## TASK BRIEF
Where the word "mountain" occurs in a line of the data, return the whole line.

## SUPPLIED INFORMATION
────────────────────
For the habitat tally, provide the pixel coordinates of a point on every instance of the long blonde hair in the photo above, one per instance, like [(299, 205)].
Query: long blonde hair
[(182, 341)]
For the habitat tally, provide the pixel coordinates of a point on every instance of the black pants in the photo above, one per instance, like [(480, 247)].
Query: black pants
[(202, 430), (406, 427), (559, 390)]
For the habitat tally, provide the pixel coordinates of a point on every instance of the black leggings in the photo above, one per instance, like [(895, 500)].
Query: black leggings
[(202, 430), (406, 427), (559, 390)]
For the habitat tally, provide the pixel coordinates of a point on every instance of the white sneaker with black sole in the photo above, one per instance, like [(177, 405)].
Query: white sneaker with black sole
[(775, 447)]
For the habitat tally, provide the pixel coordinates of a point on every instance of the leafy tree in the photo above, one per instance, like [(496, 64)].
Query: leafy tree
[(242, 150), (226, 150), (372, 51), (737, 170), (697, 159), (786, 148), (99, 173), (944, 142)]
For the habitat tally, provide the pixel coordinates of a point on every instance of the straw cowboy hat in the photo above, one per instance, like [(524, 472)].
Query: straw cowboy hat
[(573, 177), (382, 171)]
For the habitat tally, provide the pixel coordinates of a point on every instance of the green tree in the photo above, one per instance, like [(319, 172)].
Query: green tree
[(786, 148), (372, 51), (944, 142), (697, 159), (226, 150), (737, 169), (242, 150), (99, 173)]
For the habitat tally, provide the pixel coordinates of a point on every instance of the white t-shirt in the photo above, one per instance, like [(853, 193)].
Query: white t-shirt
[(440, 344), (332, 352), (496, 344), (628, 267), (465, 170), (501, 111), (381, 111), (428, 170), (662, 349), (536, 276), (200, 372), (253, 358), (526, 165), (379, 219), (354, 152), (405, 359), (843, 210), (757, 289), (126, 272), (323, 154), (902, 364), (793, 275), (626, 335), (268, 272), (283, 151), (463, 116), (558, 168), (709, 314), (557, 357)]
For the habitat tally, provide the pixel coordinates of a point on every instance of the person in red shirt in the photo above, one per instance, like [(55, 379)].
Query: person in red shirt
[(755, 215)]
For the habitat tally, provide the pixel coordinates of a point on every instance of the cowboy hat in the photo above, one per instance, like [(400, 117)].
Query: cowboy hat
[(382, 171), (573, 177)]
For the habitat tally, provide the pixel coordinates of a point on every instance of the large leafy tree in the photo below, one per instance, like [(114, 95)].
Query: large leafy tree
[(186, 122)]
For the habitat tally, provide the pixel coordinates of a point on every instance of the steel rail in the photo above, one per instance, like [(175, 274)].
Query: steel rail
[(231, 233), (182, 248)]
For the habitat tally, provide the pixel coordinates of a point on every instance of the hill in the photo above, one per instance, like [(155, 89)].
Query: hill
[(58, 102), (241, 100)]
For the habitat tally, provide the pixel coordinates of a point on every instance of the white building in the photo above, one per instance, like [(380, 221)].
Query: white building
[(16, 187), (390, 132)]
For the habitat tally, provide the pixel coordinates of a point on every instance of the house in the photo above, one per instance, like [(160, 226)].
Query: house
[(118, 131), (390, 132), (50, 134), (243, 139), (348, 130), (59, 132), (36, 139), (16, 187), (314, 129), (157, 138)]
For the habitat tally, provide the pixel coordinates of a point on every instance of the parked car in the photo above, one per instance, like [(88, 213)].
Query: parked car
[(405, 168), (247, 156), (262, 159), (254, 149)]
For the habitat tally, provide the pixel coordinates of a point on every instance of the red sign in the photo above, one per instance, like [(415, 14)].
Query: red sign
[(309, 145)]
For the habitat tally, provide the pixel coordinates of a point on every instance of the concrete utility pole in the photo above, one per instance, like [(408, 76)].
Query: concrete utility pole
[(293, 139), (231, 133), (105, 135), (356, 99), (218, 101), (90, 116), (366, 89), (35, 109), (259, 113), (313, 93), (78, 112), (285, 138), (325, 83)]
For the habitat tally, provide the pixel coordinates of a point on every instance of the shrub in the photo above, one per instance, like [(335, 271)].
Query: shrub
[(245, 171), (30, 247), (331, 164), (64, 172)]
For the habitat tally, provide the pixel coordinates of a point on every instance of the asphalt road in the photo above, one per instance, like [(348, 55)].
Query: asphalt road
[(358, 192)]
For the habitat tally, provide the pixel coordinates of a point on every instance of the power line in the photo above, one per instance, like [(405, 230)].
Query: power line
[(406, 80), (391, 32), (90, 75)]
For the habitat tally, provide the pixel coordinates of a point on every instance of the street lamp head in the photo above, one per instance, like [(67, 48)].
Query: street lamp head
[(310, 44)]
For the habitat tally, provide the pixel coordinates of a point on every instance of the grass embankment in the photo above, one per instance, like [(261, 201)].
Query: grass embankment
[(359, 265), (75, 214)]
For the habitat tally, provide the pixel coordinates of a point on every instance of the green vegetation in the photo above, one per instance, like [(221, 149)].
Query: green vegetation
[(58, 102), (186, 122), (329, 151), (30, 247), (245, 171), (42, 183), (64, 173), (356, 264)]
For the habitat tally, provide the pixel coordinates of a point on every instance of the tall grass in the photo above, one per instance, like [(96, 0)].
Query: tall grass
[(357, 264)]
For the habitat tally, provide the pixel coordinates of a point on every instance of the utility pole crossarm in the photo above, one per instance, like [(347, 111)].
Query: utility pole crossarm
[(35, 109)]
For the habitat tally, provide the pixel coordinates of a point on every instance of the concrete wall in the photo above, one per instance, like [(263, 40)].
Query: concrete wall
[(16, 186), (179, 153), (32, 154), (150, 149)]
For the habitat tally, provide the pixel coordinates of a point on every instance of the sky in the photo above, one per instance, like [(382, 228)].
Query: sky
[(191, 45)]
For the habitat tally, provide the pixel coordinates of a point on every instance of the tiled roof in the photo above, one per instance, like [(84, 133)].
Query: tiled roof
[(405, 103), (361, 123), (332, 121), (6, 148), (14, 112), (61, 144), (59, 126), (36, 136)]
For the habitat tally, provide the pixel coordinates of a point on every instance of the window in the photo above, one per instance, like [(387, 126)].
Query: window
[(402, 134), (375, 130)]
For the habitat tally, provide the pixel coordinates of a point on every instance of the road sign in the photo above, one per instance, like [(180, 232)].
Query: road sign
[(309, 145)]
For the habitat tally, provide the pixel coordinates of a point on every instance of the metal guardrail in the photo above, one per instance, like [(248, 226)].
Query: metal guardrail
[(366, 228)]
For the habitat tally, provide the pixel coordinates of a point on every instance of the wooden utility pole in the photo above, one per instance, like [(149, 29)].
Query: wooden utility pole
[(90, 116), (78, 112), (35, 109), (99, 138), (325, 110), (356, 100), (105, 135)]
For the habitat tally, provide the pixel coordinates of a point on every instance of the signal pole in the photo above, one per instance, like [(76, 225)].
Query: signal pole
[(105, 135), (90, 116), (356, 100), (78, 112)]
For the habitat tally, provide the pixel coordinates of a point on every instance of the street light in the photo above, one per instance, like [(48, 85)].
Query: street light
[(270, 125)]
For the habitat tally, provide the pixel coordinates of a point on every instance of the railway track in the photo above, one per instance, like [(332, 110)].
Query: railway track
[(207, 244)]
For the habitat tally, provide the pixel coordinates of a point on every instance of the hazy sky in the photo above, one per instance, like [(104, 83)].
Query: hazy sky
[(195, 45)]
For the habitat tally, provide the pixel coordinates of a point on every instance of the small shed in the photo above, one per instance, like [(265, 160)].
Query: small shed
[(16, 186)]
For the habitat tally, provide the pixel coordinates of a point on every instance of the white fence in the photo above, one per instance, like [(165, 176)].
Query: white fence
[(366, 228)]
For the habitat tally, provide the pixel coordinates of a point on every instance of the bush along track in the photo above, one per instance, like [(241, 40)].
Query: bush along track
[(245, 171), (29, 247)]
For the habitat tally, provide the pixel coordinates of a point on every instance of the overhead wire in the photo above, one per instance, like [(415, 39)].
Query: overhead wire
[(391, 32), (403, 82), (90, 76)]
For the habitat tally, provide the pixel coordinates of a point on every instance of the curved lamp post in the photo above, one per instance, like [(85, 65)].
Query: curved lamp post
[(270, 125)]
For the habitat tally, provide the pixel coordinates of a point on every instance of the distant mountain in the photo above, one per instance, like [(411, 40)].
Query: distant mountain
────────────────────
## TASK RESULT
For the habitat tally, provide the pixel coordinates of a point on every instance of the distant mountain in the photo above, one per instance, like [(411, 40)].
Query: distant mountain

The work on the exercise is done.